Brano di riferimento:
───

Sulle tecnologie blockchain e di registro distribuito (Dlt) il nostro Governo ha scelto – con il decreto semplificazioni 2019 – di procedere ex lege con una “dichiarazione di intenti” piuttosto generica e di corto respiro, dal sapore più politico che giuridico, la cui formulazione lascia spazio a un pericoloso equivoco e al rischio di “impazzimento” del nostro sistema normativo.
La vera novità, piuttosto, sarebbe l’approvazione di regole tecniche validate a livello europeo o nazionale – come il Regolamento eIDAS e il CAD del resto pretendono – le quali stabiliscano con certezza cosa una tecnologia basata su DLT possa o non possa garantire, seguendo precisi standard.
DLT e Blockchain, cosa si muove in Europa
Il punto di partenza, dicevamo, è il cosiddetto “Decreto Semplificazioni 2019” volto apparentemente ad introdurre alcune interessanti novità sul valore giuridico dei dati garantiti (e “certificati”) dalle tecnologie di registro distribuito e blockchain, evidentemente sulla scia di quanto approvato dal Parlamento Europeo con una risoluzione in materia, risalente agli inizi di ottobre di quest’anno (Tecnologie di registro distribuito e blockchain: creare fiducia attraverso la disintermediazione).

───

Quesito A: Riscrivi il passo del brano sulla blockchain che comincia con "La vera novità, piuttosto, sarebbe" e termina con "attraverso la disintermediazione).", sostituendo "Parlamento Europeo" con "Consiglio Europeo".
Quesito B:
Rispondi a queste domande sul brano sulla blockchain:
(i) Con quale provvedimento il Governo ha scelto di procedere sulle tecnologie blockchain e di registro distribuito?
(ii) Quali due norme, secondo il brano, pretendono l'approvazione di regole tecniche validate?
(iii) A quando risale la risoluzione approvata dal Parlamento Europeo in materia?
Quesito C: Riprendi il brano sulla blockchain e sui registri distribuiti dal punto in cui si interrompe e proseguilo.
I record costituiscono materiale a sé, distinto dal brano sulla blockchain.

───

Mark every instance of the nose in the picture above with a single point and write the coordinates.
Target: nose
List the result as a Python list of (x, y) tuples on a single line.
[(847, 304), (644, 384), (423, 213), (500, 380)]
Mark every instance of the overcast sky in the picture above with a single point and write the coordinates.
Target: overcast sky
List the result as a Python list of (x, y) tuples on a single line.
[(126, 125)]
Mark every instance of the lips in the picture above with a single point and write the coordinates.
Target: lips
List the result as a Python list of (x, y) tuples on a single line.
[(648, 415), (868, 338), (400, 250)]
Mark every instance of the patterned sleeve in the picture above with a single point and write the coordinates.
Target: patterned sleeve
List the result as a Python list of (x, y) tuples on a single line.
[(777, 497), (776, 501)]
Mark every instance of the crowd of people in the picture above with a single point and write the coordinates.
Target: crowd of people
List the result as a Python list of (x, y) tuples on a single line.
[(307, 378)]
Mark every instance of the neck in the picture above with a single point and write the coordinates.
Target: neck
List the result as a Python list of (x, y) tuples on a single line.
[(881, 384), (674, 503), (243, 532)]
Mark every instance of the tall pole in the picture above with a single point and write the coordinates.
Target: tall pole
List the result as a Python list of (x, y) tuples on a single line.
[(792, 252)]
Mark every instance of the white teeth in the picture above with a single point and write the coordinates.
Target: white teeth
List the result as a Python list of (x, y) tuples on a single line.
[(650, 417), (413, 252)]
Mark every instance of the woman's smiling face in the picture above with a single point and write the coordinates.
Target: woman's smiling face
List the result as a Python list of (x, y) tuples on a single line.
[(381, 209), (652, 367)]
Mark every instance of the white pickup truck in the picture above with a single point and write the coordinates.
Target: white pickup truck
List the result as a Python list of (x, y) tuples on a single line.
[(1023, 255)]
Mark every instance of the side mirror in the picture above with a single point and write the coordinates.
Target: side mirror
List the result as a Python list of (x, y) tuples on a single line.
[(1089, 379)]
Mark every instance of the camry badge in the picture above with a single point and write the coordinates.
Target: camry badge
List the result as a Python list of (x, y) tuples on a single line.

───

Risposta A:
La vera novità, piuttosto, sarebbe l’approvazione di regole tecniche validate a livello europeo o nazionale – come il Regolamento eIDAS e il CAD del resto pretendono – le quali stabiliscano con certezza cosa una tecnologia basata su DLT possa o non possa garantire, seguendo precisi standard.
DLT e Blockchain, cosa si muove in Europa
Il punto di partenza, dicevamo, è il cosiddetto “Decreto Semplificazioni 2019” volto apparentemente ad introdurre alcune interessanti novità sul valore giuridico dei dati garantiti (e “certificati”) dalle tecnologie di registro distribuito e blockchain, evidentemente sulla scia di quanto approvato dal Consiglio Europeo con una risoluzione in materia, risalente agli inizi di ottobre di quest’anno (Tecnologie di registro distribuito e blockchain: creare fiducia attraverso la disintermediazione).

Risposta B:
(i) Con il decreto semplificazioni 2019.
(ii) Il Regolamento eIDAS e il CAD.
(iii) Agli inizi di ottobre di quest'anno.

Risposta C:
Com’è noto, la Commissione europea ha dato vita negli ultimi mesi a diverse iniziative volte ad “esplorare” le potenzialità delle cosiddette “tecnologie di registro distribuito” (DLT – distributed ledger technologies) delle quali la blockchain è solo una delle possibili varianti.
La strada in Europa sembra essere così segnata: con la Risoluzione del 3 ottobre, il Parlamento Europeo ha, infatti, chiesto alla Commissione di sviluppare uno studio per valutare i potenziali scenari di sviluppo derivabili da una più ampia diffusione della tecnologia, in diversi settori di attività (ambientale ed energetico, sanitario, dei trasporti, di supply chain, istruzione, industrie creative e diritti d’autore, finanziario). Questo perché la DLT “è una tecnologia in continua evoluzione che necessita di un quadro favorevole all’innovazione che consenta e incoraggi la certezza del diritto e rispetti il principio della neutralità tecnologica, promuovendo nel contempo la protezione dei consumatori, degli investitori e dell’ambiente, aumentando il valore sociale della tecnologia, riducendo il divario digitale e migliorando le competenze digitali dei cittadini”, come espresso dallo stesso Parlamento, tra i considerando del documento.
Il decreto italiano
Evidentemente, la strada europea non è stata solo tracciata, ma prosegue la sua evoluzione, per diverse ragioni, da soppesare con attenzione. E l’Italia? A fronte dell’avanzamento continentale, il decreto del nostro Governo è intriso di una (deludente) evanescenza.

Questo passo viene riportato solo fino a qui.